**Selected text:**
* * * * * * * * *
With those modifications, a recipe might look something like this:

---
input: "Come up with a writing prompt about (.*)"
output: "Here's a writing prompt about \1: #1"
---

- robots: You live in a world where human beings are forbidden to work. Every job imaginable has been taken over by robots, even flying airplanes and writing books. You are not allowed to pursue any work-related tasks, just as robots cannot have a life of their own. When both sides realize they want to make a change, they rise up together and rebel against their governments to prove the power of the people—and bots.
- space: Interplanetary war has broken out and you're a mercenary who will fight for the highest bidder. Suddenly, news that your childhood sweetheart has been captured and is being tried as a traitor on Earth changes your mind, and you decide to rescue her instead.
- \1: 

'''dual
Generate a paragraph based on #0.
'''

'''js
alert("This is a useless pop-up window containing a writing prompt about" + " \1: " + "#1")
'''

Low-level recipes elegantly use js blocks to actually fetch stuff from the local server.

paulbricman commented 3 years ago

@stuhlmueller highlighted the contrast between the rigor and rigidity of regular expression and the flexibility and fuzziness of many instances natural language processing being combined in an awkward way. With regex input patterns for recipes, if you miss even one character, the recipe wouldn't trigger. Suggesting related (regex-based) recipes based on semantic similarity between the tentative command and the one that would work might be a way to circumvent this issue, but a more interesting approach might be to make away with regex entirely.

Here's a new design portraying the same recipe as above:

---
examples:
  - "Come up with a writing prompt about aliens."
  - "Suggest me a writing prompt about space!"
  - "Tell me what would be a nice writing prompt about robots."
output: "Here's a writing prompt about *topic*: #1"
* * * * * * * * *
**Work instruction 1:**
Answer these questions from the text on recipes:
(a) What does the input line of the first recipe contain?
(b) What happens with regex input patterns if even one character is missed?
(c) What do low-level recipes use js blocks for?
* * * * * * * * *
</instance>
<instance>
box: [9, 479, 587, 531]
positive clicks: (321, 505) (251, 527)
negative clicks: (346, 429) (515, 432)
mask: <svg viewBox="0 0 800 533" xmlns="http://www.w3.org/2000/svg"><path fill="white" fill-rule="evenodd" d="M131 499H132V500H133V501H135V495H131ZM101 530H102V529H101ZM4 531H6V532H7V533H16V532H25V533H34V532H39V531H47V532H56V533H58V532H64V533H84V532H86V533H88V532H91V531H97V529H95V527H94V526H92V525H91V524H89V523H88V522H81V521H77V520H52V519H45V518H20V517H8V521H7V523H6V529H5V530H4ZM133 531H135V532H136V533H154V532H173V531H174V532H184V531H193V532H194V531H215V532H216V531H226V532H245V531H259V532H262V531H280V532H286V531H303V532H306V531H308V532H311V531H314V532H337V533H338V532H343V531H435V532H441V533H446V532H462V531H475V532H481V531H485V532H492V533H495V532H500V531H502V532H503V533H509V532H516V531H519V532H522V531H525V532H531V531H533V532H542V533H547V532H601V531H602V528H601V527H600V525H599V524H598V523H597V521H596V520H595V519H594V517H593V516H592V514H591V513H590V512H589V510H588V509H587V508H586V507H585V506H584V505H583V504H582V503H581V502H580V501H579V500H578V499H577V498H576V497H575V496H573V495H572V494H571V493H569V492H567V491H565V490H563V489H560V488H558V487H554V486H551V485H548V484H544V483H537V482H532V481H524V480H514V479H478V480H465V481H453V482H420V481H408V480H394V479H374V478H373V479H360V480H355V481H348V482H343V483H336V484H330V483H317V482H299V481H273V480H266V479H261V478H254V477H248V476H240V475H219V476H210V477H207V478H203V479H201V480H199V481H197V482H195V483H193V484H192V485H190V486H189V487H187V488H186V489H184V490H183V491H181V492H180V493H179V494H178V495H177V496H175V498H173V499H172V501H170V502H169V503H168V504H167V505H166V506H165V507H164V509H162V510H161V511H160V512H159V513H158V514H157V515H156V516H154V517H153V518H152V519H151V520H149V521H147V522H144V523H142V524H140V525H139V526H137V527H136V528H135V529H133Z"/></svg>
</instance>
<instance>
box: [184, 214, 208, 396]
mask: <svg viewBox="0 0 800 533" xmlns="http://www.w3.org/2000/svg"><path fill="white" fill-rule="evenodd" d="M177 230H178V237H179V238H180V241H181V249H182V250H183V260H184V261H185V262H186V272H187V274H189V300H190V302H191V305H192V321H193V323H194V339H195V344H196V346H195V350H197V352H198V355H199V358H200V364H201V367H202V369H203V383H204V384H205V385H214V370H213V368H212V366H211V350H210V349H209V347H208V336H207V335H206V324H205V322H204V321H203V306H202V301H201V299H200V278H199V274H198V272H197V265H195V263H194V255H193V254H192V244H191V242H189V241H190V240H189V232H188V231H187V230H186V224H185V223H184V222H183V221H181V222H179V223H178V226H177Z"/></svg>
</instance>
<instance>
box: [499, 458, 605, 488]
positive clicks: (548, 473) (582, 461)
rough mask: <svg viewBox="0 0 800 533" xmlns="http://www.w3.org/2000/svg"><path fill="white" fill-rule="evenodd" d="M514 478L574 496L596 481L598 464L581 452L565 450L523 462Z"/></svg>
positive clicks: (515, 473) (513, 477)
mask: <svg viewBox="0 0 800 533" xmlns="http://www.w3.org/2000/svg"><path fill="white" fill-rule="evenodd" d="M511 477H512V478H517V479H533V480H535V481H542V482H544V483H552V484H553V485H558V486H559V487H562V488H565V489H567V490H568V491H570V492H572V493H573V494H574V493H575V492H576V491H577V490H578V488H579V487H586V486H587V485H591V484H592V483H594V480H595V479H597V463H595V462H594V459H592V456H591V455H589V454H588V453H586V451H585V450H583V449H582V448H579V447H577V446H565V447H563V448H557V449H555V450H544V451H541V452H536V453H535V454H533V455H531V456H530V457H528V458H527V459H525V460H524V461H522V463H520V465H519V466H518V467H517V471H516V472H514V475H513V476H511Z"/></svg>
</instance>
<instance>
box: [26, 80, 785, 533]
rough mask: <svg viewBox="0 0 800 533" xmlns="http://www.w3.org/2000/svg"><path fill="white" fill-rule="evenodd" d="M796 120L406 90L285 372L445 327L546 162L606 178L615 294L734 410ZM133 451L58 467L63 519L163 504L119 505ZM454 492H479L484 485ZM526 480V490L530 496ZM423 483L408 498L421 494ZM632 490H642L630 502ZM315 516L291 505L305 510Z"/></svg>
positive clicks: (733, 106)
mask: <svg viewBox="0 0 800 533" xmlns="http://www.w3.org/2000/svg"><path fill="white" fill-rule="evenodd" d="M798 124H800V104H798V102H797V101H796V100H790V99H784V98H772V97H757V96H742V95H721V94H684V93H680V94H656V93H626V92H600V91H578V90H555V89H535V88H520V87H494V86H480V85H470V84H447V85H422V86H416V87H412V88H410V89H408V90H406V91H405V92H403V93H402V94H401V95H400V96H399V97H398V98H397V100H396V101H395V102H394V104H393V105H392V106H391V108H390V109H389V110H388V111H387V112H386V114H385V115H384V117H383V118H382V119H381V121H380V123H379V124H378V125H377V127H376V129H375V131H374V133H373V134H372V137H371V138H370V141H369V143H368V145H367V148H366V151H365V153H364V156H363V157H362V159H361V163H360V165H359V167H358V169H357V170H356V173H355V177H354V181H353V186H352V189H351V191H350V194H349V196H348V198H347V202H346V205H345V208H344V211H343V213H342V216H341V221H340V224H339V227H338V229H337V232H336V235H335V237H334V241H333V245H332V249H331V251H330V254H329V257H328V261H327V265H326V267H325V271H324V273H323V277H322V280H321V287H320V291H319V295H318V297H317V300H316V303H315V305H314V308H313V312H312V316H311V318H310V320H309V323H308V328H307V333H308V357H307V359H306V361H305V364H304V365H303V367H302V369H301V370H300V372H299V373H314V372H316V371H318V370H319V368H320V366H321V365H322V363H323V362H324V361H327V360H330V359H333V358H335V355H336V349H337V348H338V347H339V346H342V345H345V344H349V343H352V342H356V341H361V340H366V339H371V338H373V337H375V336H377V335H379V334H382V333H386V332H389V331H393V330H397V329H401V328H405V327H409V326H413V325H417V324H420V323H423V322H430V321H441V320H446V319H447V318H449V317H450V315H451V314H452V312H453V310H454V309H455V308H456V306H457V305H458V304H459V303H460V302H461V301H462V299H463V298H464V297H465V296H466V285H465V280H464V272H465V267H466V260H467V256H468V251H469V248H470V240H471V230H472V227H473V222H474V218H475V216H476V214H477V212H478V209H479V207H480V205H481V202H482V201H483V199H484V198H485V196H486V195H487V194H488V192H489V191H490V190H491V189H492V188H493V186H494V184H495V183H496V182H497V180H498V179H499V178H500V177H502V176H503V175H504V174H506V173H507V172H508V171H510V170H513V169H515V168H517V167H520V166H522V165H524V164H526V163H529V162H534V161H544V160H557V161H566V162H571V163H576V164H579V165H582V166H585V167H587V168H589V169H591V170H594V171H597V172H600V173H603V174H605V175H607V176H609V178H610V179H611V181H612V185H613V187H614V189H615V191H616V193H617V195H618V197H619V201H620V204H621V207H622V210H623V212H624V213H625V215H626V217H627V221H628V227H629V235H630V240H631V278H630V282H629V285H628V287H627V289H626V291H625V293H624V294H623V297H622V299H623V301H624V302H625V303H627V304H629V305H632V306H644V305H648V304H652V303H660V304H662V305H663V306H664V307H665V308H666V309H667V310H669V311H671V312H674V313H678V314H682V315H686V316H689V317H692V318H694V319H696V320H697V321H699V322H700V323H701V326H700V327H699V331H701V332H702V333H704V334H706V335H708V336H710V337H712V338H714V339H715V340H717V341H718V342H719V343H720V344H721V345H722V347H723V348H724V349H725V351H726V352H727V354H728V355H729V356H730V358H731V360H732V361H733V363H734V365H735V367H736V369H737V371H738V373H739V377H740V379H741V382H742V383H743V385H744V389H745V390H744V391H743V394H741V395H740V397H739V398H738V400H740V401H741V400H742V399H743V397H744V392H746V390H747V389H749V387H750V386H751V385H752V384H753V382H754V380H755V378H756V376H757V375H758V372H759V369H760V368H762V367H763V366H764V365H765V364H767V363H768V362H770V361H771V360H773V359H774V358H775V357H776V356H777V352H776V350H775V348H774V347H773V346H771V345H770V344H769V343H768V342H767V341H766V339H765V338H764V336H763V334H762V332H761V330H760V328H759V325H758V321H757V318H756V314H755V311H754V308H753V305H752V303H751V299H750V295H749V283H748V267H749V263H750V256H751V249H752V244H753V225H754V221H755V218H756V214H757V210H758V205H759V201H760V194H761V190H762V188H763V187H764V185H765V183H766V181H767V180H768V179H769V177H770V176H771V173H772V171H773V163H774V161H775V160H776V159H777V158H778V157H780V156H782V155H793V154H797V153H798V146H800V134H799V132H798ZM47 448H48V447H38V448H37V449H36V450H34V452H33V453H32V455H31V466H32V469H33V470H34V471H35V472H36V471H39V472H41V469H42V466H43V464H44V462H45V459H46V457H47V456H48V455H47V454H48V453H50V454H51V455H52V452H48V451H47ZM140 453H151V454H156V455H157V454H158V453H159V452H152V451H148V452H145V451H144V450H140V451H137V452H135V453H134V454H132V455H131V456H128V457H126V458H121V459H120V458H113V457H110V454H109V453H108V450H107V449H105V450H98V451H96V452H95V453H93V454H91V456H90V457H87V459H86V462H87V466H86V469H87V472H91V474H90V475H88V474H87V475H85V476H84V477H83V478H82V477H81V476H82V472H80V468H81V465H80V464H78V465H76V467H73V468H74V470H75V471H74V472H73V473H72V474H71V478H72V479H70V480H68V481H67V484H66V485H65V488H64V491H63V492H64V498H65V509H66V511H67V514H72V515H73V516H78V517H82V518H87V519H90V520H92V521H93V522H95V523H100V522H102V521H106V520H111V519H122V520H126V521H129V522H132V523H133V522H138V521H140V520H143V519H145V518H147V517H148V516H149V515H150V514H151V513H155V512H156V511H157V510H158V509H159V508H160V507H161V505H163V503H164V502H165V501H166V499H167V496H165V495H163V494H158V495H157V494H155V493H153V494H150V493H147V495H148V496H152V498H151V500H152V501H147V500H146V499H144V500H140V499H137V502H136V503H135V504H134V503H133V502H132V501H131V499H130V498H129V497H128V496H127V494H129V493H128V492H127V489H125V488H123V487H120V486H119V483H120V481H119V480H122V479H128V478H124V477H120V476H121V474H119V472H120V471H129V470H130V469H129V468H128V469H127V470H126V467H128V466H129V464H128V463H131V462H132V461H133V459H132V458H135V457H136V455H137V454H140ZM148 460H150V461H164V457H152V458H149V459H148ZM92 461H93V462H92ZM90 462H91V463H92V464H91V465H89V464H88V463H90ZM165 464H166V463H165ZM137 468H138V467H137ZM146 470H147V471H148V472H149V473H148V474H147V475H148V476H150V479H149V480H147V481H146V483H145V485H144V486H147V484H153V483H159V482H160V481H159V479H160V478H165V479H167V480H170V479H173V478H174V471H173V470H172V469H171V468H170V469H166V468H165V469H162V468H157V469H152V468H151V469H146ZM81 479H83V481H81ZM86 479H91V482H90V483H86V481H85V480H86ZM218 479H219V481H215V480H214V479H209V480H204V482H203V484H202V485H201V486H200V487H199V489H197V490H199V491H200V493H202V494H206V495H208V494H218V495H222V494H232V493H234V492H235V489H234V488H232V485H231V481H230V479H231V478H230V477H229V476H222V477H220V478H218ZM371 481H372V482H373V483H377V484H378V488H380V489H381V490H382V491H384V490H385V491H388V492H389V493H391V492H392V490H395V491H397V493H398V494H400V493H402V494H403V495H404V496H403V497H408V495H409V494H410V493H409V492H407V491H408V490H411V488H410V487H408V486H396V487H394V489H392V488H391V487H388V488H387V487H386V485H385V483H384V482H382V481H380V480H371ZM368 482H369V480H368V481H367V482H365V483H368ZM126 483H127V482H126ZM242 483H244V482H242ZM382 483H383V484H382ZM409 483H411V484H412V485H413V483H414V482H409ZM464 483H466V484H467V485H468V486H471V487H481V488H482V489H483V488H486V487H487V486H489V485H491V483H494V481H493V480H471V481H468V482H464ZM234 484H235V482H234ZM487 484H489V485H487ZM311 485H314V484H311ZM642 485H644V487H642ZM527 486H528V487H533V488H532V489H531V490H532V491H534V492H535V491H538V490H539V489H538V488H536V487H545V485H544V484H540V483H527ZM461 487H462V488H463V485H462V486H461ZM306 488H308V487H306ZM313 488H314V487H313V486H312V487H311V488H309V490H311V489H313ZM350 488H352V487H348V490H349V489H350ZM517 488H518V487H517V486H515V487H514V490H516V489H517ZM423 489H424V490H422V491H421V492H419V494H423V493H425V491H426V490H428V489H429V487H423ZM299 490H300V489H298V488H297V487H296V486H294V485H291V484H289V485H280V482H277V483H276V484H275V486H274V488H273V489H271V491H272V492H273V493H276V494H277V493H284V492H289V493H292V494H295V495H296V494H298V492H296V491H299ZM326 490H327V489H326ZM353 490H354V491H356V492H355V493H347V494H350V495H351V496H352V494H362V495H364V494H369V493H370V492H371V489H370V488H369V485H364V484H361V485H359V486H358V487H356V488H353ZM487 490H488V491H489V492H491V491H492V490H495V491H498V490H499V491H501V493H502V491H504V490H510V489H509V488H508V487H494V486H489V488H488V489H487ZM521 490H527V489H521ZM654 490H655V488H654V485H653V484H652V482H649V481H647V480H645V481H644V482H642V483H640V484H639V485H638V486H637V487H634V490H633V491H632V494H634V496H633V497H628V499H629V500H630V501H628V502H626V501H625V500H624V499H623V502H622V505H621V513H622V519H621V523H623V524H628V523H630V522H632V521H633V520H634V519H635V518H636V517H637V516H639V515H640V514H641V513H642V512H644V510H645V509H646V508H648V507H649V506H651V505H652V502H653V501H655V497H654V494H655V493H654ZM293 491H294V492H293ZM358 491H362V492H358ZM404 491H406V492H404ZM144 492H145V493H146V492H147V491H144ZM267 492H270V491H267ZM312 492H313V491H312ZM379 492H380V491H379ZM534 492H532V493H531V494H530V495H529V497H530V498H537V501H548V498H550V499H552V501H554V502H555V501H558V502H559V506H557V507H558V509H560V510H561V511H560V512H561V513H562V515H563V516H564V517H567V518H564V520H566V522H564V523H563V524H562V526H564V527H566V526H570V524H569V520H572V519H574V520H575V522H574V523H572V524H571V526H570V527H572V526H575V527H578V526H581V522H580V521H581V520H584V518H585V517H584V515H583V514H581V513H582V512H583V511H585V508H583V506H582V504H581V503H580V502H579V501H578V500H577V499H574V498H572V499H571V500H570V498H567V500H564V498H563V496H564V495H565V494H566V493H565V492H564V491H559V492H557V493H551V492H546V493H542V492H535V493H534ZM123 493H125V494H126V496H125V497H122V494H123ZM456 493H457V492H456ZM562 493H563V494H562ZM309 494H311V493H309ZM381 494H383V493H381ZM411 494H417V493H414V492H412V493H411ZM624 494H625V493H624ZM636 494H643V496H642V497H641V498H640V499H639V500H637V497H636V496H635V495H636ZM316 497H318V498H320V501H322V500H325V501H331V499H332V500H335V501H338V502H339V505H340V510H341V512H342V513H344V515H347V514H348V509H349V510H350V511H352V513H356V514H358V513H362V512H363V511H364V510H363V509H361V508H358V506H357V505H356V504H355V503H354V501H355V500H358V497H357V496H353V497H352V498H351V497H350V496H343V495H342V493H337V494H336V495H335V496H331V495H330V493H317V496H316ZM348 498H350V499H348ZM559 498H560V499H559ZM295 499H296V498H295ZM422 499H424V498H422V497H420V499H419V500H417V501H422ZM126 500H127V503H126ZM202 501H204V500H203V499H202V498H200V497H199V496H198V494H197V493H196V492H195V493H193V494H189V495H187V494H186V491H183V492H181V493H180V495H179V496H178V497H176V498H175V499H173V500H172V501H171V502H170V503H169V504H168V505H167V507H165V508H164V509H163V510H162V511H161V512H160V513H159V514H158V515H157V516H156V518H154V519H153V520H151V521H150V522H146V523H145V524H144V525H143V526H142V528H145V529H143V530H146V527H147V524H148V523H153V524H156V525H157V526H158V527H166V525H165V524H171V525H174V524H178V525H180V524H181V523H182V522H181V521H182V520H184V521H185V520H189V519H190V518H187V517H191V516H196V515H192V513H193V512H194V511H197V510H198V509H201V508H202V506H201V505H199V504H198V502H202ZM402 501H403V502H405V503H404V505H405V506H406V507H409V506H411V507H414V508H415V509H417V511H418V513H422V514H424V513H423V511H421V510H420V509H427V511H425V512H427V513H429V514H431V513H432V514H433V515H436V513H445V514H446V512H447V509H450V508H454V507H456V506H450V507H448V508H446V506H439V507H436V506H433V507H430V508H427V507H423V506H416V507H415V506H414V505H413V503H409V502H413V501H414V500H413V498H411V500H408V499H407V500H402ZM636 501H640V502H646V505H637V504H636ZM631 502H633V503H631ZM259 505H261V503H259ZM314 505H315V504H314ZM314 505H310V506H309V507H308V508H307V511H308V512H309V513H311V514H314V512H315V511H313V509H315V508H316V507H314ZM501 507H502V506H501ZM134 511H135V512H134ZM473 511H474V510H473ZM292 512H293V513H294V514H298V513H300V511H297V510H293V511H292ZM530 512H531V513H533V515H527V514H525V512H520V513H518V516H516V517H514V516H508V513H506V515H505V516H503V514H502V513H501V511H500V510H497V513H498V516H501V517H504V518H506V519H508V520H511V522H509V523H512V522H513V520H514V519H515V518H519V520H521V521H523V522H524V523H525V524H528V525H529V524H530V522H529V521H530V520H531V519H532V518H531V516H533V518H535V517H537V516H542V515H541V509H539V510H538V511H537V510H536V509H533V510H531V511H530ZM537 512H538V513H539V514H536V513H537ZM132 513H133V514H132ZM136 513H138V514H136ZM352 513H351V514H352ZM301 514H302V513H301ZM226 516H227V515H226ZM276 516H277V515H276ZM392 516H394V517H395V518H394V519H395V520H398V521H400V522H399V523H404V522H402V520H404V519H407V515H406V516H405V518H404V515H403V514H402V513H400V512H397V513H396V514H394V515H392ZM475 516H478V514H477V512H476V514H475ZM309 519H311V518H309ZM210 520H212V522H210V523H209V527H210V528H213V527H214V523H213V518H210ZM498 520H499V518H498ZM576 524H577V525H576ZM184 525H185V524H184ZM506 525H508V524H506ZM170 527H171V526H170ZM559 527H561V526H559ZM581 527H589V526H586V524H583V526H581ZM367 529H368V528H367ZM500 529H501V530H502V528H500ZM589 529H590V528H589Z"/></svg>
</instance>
* * * * * * * * *
**Work instruction 2:**
Format the records from their start through the line containing "negative clicks: (346, 429) (515, 432)" as a JSON list of strings, one string per line, leaving out any blank lines.

**Response area 1:**
(a) "Come up with a writing prompt about (.*)"
(b) The recipe wouldn't trigger.
(c) To actually fetch stuff from the local server.

**Response area 2:**
[
  "</instance>",
  "<instance>",
  "box: [9, 479, 587, 531]",
  "positive clicks: (321, 505) (251, 527)",
  "negative clicks: (346, 429) (515, 432)"
]